WHAT THE EXERCISE ASKS — Which lines in the records below contain the word "arch"? Copy each of them.

DATASET EXTRACT —
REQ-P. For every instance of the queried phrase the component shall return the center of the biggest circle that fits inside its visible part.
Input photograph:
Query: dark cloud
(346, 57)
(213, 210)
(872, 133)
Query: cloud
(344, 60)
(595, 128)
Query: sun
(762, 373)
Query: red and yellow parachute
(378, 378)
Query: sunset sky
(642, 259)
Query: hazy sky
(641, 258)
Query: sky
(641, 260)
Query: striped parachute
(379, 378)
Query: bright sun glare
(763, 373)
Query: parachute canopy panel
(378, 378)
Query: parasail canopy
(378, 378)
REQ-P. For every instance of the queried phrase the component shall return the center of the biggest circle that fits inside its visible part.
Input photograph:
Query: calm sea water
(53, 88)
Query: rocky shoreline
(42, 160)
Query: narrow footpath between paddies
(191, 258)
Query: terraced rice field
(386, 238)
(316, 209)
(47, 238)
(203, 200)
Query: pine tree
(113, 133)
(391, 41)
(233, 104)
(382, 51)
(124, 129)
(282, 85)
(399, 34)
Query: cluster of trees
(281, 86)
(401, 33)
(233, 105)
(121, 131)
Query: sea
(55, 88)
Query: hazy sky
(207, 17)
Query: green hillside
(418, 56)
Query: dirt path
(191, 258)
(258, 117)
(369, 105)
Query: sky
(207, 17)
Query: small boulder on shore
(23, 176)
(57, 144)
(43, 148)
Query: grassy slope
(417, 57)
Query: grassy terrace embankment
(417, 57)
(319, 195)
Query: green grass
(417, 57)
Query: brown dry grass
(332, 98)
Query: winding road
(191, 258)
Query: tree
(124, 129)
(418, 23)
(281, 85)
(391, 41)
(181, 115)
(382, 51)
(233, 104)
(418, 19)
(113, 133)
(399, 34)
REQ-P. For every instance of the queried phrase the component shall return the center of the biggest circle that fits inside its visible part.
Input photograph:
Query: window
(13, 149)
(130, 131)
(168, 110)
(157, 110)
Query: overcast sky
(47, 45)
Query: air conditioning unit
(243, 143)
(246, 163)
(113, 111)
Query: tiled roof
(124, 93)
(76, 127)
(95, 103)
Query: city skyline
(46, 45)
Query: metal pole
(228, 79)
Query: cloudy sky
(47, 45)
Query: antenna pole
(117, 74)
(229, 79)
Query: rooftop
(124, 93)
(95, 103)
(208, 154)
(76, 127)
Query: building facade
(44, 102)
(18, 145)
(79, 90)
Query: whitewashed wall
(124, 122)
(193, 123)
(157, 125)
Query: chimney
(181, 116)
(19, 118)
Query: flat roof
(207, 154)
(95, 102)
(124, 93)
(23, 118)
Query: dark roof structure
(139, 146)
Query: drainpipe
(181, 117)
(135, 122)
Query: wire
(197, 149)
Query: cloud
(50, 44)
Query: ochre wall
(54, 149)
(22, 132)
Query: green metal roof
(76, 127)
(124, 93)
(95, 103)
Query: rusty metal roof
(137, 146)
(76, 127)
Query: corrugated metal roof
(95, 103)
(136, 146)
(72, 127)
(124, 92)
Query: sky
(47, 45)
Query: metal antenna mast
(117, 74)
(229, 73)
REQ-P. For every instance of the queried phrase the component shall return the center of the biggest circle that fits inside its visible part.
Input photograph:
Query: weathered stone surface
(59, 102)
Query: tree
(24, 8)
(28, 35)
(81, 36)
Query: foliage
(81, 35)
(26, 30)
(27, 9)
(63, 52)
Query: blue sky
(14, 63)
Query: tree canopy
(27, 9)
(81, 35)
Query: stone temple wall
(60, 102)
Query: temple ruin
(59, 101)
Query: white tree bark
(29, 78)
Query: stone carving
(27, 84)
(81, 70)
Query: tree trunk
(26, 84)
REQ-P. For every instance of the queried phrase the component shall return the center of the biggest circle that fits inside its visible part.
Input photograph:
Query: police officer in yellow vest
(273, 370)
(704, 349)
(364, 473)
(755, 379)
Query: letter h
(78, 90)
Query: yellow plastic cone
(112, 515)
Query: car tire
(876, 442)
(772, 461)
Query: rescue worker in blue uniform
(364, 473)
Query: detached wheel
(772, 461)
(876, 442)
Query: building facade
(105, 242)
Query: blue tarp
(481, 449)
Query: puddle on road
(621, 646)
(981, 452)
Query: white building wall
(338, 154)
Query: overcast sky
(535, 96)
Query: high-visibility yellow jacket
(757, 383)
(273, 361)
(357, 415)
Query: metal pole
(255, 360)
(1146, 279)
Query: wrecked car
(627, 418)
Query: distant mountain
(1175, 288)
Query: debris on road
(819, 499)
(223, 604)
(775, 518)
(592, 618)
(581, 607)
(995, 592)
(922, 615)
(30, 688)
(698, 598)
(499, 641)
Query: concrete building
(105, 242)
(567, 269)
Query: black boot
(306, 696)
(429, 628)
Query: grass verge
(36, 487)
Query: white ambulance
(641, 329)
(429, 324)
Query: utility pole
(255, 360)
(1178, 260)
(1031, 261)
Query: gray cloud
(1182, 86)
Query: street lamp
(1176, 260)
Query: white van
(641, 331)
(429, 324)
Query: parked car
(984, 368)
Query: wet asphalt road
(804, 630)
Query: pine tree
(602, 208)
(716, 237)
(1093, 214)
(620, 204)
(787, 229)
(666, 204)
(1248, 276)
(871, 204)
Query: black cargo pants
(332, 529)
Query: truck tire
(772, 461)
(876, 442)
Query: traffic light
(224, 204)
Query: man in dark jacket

* * *

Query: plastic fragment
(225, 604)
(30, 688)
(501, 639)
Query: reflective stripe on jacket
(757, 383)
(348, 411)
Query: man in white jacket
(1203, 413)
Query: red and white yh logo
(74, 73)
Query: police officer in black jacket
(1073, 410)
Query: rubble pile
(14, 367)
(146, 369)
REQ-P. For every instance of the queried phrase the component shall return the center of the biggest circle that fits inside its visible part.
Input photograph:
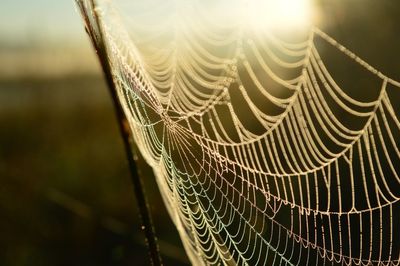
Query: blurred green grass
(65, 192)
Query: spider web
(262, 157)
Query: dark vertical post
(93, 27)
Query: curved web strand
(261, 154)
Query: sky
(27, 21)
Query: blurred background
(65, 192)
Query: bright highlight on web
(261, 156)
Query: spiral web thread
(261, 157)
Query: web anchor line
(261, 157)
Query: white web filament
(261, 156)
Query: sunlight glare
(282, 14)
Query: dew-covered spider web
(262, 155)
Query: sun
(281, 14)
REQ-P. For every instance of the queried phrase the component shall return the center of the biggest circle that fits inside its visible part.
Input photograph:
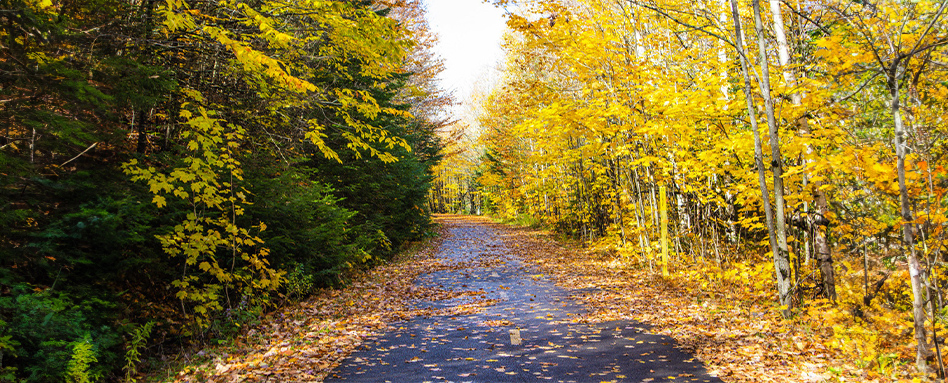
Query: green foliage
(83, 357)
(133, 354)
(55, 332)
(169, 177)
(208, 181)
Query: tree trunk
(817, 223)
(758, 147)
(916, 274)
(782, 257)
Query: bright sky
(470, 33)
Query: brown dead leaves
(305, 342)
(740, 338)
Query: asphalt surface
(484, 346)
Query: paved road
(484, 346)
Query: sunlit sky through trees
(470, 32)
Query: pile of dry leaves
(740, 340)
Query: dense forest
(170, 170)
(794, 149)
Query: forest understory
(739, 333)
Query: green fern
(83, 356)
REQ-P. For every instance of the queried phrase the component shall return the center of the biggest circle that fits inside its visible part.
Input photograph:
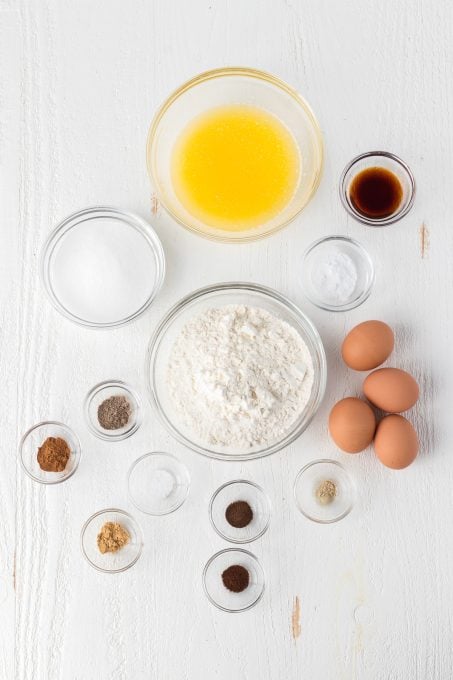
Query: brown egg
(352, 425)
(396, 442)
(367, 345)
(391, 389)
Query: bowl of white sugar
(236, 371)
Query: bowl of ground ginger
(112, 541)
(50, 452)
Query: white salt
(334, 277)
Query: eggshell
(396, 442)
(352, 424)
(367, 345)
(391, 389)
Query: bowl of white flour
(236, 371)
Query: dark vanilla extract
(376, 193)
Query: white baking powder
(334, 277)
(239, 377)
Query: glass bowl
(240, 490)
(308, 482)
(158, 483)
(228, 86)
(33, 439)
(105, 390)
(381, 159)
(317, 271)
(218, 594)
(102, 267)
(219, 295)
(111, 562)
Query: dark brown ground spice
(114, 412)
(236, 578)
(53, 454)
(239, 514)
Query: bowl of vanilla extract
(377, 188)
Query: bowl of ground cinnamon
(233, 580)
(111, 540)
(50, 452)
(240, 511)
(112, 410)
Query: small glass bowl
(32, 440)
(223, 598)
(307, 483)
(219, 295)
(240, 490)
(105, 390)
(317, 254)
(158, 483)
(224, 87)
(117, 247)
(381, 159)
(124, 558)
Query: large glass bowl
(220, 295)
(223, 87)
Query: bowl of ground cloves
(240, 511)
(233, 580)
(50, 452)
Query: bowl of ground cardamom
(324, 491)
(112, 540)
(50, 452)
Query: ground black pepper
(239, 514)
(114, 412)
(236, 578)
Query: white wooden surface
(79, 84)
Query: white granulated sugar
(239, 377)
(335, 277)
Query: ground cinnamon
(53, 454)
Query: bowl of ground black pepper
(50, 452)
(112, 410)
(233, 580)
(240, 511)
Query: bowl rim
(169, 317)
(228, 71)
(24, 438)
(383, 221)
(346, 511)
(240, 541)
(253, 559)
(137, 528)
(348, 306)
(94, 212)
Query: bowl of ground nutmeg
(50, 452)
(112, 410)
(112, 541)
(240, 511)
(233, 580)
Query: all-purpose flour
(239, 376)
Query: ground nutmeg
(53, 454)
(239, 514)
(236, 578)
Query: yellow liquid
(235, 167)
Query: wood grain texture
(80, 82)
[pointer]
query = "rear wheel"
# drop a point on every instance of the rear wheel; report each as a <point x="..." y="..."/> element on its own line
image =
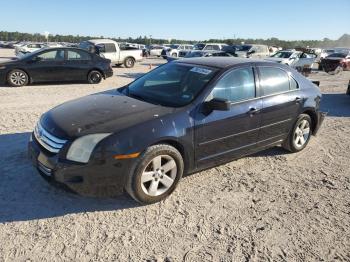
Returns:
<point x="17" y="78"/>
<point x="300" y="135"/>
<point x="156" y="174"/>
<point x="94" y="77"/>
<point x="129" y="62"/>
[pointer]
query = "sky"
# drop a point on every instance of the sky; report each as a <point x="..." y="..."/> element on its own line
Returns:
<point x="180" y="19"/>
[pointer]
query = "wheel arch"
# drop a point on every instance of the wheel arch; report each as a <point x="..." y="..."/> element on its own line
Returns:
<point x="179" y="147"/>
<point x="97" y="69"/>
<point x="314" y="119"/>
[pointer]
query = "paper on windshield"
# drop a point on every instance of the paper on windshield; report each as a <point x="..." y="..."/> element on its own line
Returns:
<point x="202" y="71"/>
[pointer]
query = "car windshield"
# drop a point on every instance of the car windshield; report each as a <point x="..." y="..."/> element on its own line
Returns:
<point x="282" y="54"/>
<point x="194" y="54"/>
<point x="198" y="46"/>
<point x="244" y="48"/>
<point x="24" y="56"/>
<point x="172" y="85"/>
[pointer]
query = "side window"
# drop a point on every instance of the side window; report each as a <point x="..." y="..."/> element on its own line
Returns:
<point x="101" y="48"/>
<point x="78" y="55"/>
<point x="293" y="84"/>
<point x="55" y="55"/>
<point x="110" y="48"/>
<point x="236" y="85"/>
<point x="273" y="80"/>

EXERCISE RESULT —
query = "wheel arch"
# drop a point on every instance of the wheel arch; report each as a <point x="..." y="..."/> element on its own line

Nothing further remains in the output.